### WHAT THIS TASK INVOLVES
From the material below, copy out each line with the word "cloudy" in it.
(Beginning of MATERIAL FOR THE TASK)
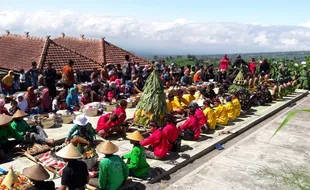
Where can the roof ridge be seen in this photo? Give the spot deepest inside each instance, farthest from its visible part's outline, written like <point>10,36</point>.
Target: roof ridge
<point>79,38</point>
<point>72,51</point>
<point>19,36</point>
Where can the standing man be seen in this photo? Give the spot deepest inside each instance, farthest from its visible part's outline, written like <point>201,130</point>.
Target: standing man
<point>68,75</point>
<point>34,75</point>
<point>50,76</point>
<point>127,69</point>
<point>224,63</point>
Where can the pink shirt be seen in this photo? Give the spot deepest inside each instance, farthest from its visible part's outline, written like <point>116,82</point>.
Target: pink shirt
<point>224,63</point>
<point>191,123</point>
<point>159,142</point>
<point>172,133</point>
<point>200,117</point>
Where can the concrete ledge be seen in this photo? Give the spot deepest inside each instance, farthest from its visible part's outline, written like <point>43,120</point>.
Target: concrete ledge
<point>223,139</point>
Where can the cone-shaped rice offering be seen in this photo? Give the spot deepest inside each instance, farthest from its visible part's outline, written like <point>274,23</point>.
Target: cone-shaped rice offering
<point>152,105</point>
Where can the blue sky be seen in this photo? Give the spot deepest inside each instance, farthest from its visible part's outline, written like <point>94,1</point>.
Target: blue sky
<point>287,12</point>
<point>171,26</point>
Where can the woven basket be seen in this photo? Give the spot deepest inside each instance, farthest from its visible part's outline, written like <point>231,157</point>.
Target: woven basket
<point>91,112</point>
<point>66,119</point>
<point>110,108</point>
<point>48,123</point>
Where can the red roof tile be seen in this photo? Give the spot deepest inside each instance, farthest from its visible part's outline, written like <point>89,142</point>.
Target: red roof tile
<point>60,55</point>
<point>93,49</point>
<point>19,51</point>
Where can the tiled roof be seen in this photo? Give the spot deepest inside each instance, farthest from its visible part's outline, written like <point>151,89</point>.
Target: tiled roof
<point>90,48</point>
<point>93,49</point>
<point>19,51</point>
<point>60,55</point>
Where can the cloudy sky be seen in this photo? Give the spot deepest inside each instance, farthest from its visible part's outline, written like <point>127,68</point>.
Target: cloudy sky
(End of MATERIAL FOR THE TASK)
### SOLVED PROBLEM
Where can the cloudy sky be seen in this photo? Give the spot deepest inside each instance, farthest from its visible part's outline, written like <point>127,68</point>.
Target: cloudy sky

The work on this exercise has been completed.